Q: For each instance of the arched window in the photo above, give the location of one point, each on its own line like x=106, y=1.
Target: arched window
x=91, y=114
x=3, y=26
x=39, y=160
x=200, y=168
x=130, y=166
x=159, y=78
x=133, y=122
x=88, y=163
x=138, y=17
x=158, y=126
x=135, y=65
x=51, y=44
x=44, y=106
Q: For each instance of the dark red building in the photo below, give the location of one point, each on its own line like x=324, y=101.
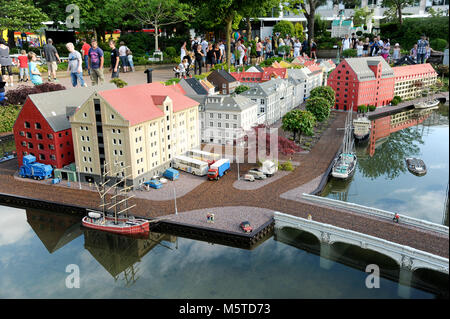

◆ The task
Scan the data above. Return every line with "give" in it.

◆ Reply to the exercise
Q: For each instance of the arched window in the photo above, give the location of one point, each on its own line like x=106, y=1.
Q: For each instance of the dark red building in the photo below, give the location of one point, each on its own line like x=324, y=101.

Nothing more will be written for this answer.